▶ _Exercise requirements_
Render the material below as a numbered list, starting with the line that contains "Could you kindly segment every instance of the bus" and continuing through the end of the material, with blank lines omitted.

[A sequence of records]
★ ★ ★ ★
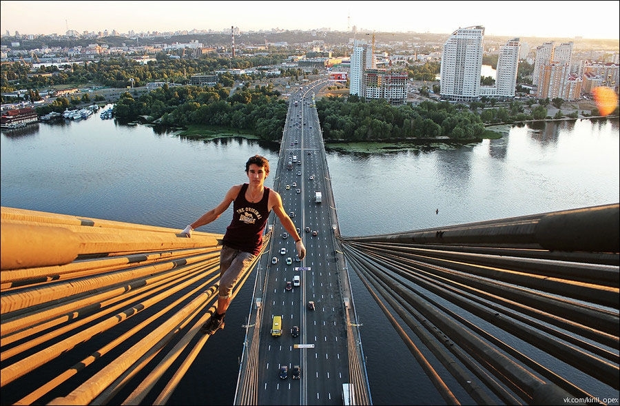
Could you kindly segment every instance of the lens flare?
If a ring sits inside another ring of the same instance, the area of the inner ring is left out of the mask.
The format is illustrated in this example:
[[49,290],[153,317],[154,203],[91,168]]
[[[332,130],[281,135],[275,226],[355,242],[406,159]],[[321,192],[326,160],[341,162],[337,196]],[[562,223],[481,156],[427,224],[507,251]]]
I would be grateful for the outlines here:
[[592,92],[595,95],[595,101],[601,116],[610,114],[618,105],[618,96],[610,88],[600,86],[595,88]]

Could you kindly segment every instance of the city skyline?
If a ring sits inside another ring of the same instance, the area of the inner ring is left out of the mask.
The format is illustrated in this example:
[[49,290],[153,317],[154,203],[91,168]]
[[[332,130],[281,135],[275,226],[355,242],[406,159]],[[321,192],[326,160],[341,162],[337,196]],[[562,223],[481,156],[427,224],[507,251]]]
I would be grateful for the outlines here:
[[[504,1],[473,9],[471,3],[462,1],[382,1],[370,3],[378,5],[372,7],[369,2],[298,1],[291,3],[296,6],[293,9],[282,7],[280,1],[3,0],[0,25],[3,34],[7,31],[12,34],[16,31],[21,34],[64,34],[69,30],[80,34],[223,31],[231,26],[242,32],[275,29],[344,32],[355,26],[358,30],[447,34],[460,28],[482,26],[485,34],[491,36],[619,37],[617,1],[505,1],[506,7],[498,7],[501,3]],[[378,18],[382,13],[384,17]]]

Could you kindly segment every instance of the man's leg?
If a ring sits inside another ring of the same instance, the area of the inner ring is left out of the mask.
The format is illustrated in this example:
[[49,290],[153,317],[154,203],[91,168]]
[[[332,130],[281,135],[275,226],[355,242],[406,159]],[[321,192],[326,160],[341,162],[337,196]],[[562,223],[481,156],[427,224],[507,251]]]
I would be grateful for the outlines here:
[[205,323],[201,330],[212,334],[224,328],[224,316],[230,305],[231,294],[239,277],[247,270],[256,256],[242,251],[222,247],[220,254],[220,290],[218,309],[215,314]]

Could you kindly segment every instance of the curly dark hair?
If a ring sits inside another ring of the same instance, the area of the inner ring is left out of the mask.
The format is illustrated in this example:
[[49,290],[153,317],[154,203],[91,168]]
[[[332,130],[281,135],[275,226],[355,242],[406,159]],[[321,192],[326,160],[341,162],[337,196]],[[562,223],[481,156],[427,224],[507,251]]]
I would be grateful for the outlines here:
[[258,154],[254,156],[251,156],[250,159],[247,160],[247,162],[245,163],[245,173],[247,173],[248,171],[249,171],[249,165],[252,163],[265,169],[265,172],[266,174],[269,173],[269,161],[267,161],[267,159],[265,156],[261,156]]

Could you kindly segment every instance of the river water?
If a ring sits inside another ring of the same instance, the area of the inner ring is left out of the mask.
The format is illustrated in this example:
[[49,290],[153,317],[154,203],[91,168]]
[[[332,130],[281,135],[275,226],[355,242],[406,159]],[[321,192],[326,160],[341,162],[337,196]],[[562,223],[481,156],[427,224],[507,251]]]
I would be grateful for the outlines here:
[[[389,234],[619,201],[617,119],[499,130],[500,139],[464,146],[328,150],[341,233]],[[274,167],[279,148],[240,139],[187,140],[98,115],[3,130],[0,147],[2,206],[180,230],[247,180],[249,156],[264,155]],[[201,231],[223,233],[229,221],[225,214]],[[361,331],[373,403],[443,404],[432,386],[412,385],[406,372],[415,366],[406,360],[413,356],[353,279],[359,321],[373,326]],[[169,404],[232,403],[253,285],[234,301],[225,333],[209,339]]]

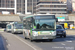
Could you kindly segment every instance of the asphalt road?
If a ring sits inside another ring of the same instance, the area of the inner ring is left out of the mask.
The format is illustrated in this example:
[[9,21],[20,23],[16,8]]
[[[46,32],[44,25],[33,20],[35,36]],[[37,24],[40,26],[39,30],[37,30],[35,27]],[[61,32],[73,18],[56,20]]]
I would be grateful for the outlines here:
[[4,43],[3,43],[2,37],[1,37],[1,35],[0,35],[0,50],[5,50],[3,44],[4,44]]
[[59,38],[50,42],[49,40],[40,40],[30,42],[25,40],[22,34],[11,34],[2,32],[1,36],[5,39],[5,48],[7,50],[75,50],[75,35],[67,35],[66,38]]

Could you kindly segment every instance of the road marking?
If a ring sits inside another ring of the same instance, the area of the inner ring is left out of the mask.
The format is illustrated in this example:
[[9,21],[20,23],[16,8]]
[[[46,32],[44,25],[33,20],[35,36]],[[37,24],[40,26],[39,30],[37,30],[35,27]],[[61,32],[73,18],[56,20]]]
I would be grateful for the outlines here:
[[70,38],[70,39],[74,39],[74,38]]
[[72,42],[72,41],[67,40],[66,42]]
[[61,45],[66,45],[66,44],[64,44],[64,43],[61,43]]
[[10,44],[8,44],[8,46],[10,46]]
[[34,48],[33,46],[31,46],[30,44],[26,43],[25,41],[23,41],[22,39],[18,38],[16,35],[14,35],[17,39],[19,39],[20,41],[22,41],[23,43],[27,44],[29,47],[33,48],[34,50],[37,50],[36,48]]

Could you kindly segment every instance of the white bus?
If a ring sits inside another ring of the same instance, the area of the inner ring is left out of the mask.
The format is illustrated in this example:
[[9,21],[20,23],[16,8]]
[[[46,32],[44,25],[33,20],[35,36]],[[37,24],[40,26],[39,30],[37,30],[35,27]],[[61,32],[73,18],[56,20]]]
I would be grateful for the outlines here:
[[6,31],[11,32],[11,24],[10,23],[6,25]]
[[55,15],[37,14],[23,18],[23,35],[25,39],[31,41],[39,39],[48,39],[52,41],[56,38]]
[[[10,26],[8,26],[10,25]],[[9,30],[11,33],[23,33],[23,22],[11,22],[9,24],[7,24],[7,30]]]

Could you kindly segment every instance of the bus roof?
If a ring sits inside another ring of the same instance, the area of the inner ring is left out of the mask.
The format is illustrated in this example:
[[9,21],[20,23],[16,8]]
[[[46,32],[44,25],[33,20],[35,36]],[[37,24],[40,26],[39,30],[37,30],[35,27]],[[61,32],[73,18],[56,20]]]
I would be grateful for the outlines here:
[[23,19],[33,17],[33,16],[37,16],[37,15],[54,15],[54,14],[34,14],[34,15],[28,15],[28,16],[24,17]]

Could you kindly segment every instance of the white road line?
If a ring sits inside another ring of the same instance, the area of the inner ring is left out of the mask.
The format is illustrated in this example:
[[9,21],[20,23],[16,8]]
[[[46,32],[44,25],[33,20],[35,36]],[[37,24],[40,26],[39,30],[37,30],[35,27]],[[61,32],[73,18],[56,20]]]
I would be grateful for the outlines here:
★ ★ ★ ★
▶ _Response_
1. Could you kindly segment every instance of the bus roof?
2. If a ring sits inside another ring of the same instance, the area of the inner ring is left out of the mask.
3. The format is illustrated in this example:
4. [[9,21],[20,23],[16,8]]
5. [[[46,32],[44,25],[33,20],[35,36]],[[37,24],[40,26],[39,30],[37,30],[35,27]],[[61,32],[73,18],[56,20]]]
6. I would be grateful for the outlines here:
7. [[23,19],[33,17],[33,16],[37,16],[37,15],[54,15],[54,14],[34,14],[34,15],[28,15],[28,16],[24,17]]
8. Could you kindly segment every instance of the white road line?
9. If a ring sits inside another ring of the same instance, the area of the inner ring is left out of the mask.
10. The format is illustrated in this example:
11. [[9,21],[20,23],[16,8]]
12. [[[46,32],[44,25],[33,20],[35,36]],[[37,24],[40,26],[39,30],[37,30],[35,27]],[[61,32],[73,18],[56,20]]]
13. I would be grateful for the outlines here:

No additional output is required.